Directive
Pick out every line in the records below that contains the string "front", and copy each of those lines in full.

===== Data shown

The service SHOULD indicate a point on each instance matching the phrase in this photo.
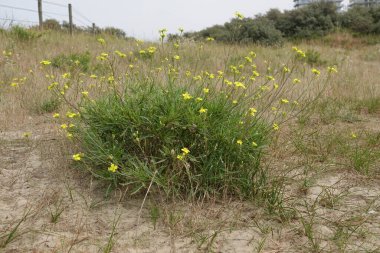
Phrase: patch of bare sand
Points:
(343, 213)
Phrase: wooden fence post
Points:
(70, 19)
(40, 19)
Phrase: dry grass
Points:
(330, 180)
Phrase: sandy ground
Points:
(342, 209)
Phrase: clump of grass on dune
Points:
(149, 117)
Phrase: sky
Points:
(142, 18)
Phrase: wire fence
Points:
(79, 20)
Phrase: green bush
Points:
(313, 58)
(147, 132)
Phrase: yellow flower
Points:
(255, 73)
(186, 96)
(77, 157)
(120, 54)
(238, 15)
(316, 72)
(111, 79)
(66, 75)
(296, 80)
(101, 41)
(71, 114)
(206, 90)
(45, 62)
(252, 111)
(26, 134)
(112, 168)
(252, 54)
(239, 85)
(185, 151)
(284, 101)
(332, 69)
(203, 110)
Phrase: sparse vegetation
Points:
(257, 149)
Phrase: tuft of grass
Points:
(48, 106)
(153, 129)
(22, 34)
(369, 105)
(12, 233)
(56, 211)
(73, 62)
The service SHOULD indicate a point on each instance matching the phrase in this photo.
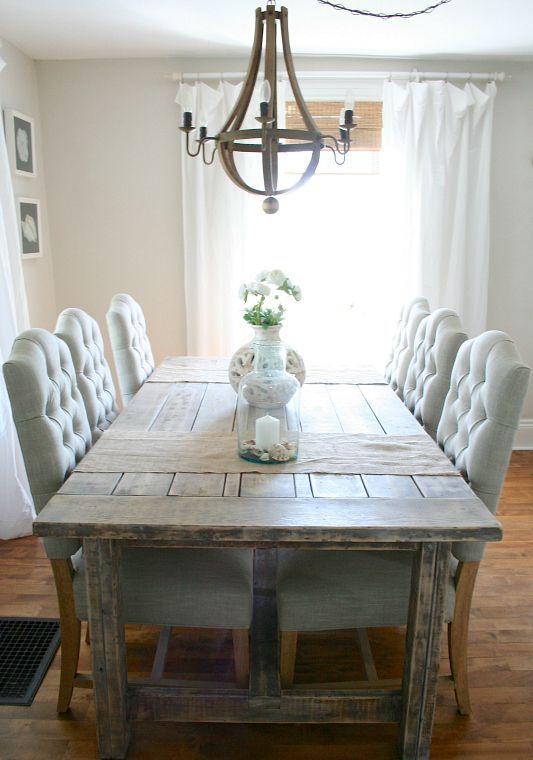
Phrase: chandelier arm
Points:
(209, 161)
(189, 151)
(291, 73)
(341, 149)
(228, 164)
(269, 157)
(238, 112)
(336, 153)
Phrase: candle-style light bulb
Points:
(202, 123)
(265, 93)
(187, 108)
(348, 107)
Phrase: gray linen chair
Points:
(204, 588)
(437, 342)
(402, 348)
(131, 348)
(333, 590)
(82, 335)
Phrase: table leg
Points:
(422, 649)
(104, 594)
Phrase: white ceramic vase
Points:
(242, 360)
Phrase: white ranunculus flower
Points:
(277, 277)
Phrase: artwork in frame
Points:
(30, 228)
(20, 138)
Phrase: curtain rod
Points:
(412, 75)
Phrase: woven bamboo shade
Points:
(367, 115)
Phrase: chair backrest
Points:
(480, 416)
(93, 375)
(437, 341)
(131, 348)
(403, 342)
(48, 410)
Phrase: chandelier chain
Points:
(358, 12)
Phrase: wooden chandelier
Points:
(267, 139)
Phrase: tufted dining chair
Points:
(83, 337)
(437, 341)
(362, 589)
(402, 348)
(131, 348)
(204, 588)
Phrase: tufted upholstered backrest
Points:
(437, 341)
(84, 339)
(402, 348)
(480, 416)
(49, 415)
(131, 348)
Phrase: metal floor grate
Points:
(27, 647)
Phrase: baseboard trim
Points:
(524, 435)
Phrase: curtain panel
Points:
(437, 145)
(16, 507)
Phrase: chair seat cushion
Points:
(329, 590)
(197, 588)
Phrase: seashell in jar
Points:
(279, 453)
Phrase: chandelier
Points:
(267, 139)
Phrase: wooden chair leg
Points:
(289, 640)
(70, 631)
(458, 633)
(241, 656)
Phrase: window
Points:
(330, 237)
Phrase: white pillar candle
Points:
(266, 432)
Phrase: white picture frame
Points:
(29, 220)
(20, 139)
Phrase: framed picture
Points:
(20, 142)
(30, 227)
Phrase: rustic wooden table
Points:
(129, 490)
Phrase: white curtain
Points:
(16, 508)
(213, 243)
(437, 142)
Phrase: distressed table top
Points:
(130, 485)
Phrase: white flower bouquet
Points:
(267, 290)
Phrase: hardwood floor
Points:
(500, 663)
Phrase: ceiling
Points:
(63, 29)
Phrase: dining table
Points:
(167, 474)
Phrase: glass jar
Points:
(268, 408)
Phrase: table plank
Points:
(143, 409)
(180, 408)
(392, 485)
(328, 453)
(281, 486)
(144, 484)
(393, 415)
(337, 486)
(353, 411)
(192, 484)
(217, 410)
(96, 483)
(214, 519)
(317, 411)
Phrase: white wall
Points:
(113, 185)
(18, 90)
(112, 160)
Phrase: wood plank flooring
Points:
(501, 670)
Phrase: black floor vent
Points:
(27, 647)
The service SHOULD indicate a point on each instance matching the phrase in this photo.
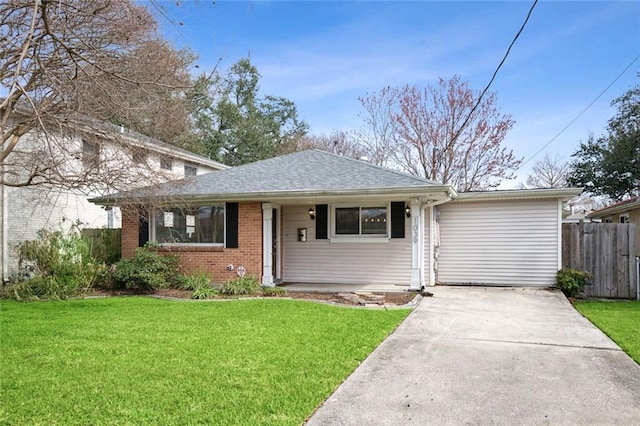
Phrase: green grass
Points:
(620, 320)
(146, 361)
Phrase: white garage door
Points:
(499, 243)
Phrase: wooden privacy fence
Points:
(608, 252)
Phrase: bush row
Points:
(60, 265)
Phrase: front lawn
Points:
(619, 320)
(139, 360)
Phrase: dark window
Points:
(139, 155)
(200, 225)
(90, 155)
(348, 221)
(373, 220)
(190, 170)
(361, 221)
(166, 163)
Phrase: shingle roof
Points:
(308, 172)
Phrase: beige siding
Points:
(323, 261)
(499, 243)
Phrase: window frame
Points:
(360, 237)
(166, 160)
(191, 166)
(91, 160)
(152, 227)
(139, 155)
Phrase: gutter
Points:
(284, 196)
(514, 194)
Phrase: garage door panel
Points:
(499, 243)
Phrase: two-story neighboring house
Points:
(125, 158)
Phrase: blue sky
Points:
(324, 55)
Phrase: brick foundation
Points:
(211, 260)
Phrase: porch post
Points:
(267, 244)
(417, 245)
(431, 278)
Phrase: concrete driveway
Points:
(490, 356)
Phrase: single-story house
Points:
(317, 217)
(627, 211)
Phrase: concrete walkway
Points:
(344, 288)
(490, 356)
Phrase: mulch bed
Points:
(388, 299)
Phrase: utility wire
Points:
(581, 112)
(493, 77)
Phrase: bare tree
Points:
(62, 61)
(433, 138)
(377, 136)
(342, 143)
(549, 172)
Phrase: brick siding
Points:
(211, 260)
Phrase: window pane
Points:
(347, 221)
(166, 163)
(374, 220)
(190, 170)
(202, 225)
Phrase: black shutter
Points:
(231, 225)
(397, 219)
(322, 219)
(143, 231)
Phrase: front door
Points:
(275, 245)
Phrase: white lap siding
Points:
(323, 261)
(499, 243)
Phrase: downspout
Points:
(5, 229)
(637, 278)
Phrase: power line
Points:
(495, 73)
(581, 112)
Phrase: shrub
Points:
(194, 281)
(273, 291)
(241, 285)
(204, 292)
(147, 270)
(56, 265)
(572, 281)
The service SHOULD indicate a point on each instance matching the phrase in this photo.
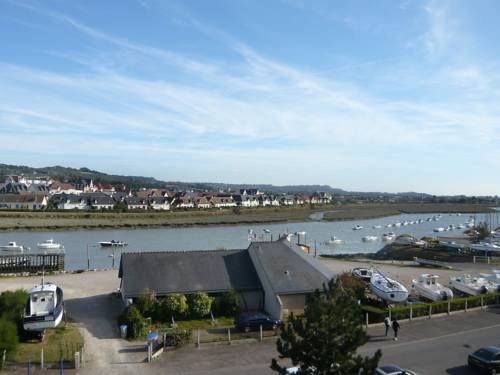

==========

Correct response
Phrase: front lawn
Phrase: front door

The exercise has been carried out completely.